### Task description:
Please rename "vertex pairs" to "coordinate pairs" everywhere in the following records and give them again with nothing else changed. Leave the pictures out.

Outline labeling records
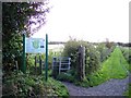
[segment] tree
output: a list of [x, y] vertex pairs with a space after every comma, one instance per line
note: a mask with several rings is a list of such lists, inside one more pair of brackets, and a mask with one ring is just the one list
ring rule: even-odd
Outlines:
[[46, 23], [49, 12], [48, 0], [44, 2], [3, 2], [2, 3], [2, 64], [8, 70], [14, 61], [21, 64], [22, 32], [26, 36], [36, 33]]

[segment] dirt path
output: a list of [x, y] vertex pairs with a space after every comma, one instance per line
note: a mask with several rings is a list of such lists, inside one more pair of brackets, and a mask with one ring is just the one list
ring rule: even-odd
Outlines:
[[84, 88], [71, 83], [62, 82], [70, 96], [122, 96], [128, 87], [129, 76], [123, 79], [110, 79], [102, 85]]

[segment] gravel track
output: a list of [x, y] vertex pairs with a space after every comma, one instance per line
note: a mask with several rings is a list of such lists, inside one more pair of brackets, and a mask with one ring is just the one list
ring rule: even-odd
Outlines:
[[129, 76], [123, 79], [109, 79], [98, 86], [85, 88], [72, 83], [62, 82], [70, 96], [123, 96], [128, 88]]

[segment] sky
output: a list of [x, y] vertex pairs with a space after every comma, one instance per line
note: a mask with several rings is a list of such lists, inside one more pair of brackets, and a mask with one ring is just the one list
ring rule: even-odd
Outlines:
[[129, 41], [130, 0], [50, 0], [47, 23], [33, 37], [68, 41], [70, 37], [92, 42]]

### Correct answer:
[segment] tree
output: a list of [x, y] coordinate pairs with a space after every comma, one instance per line
note: a mask with several rings is a list of such lists, inside one more pair of brackets, and a mask with one ring is just the one list
ring rule: even-odd
Outlines:
[[46, 23], [49, 12], [48, 0], [44, 2], [3, 2], [2, 3], [2, 64], [8, 70], [14, 61], [21, 64], [22, 32], [26, 36], [36, 33]]

[segment] dirt path
output: a list of [x, y] coordinate pairs with a space after every comma, one instance per line
note: a mask with several rings is a list of such lists, inside one more pair of brackets, and a mask with one ring is just the one list
ring rule: even-odd
Outlines:
[[84, 88], [71, 83], [62, 82], [70, 96], [122, 96], [128, 87], [129, 76], [123, 79], [110, 79], [102, 85]]

[segment] gravel track
output: a list of [x, y] coordinate pairs with a space after every comma, one instance per line
note: a mask with several rings is a list of such lists, inside one more pair of brackets, and a mask with one ring is just the one list
ring rule: even-odd
Outlines:
[[129, 76], [123, 79], [109, 79], [98, 86], [85, 88], [72, 83], [62, 82], [70, 96], [123, 96], [128, 88]]

[segment] sky
output: a list of [x, y] coordinate pairs with a space after every comma, one instance per line
note: a mask with several rings is a list of such lists, inside one more pair of brackets, and a mask with one ring is just the one list
ring rule: even-odd
Outlines:
[[129, 41], [130, 0], [50, 0], [47, 23], [33, 37], [68, 41], [70, 37], [92, 42]]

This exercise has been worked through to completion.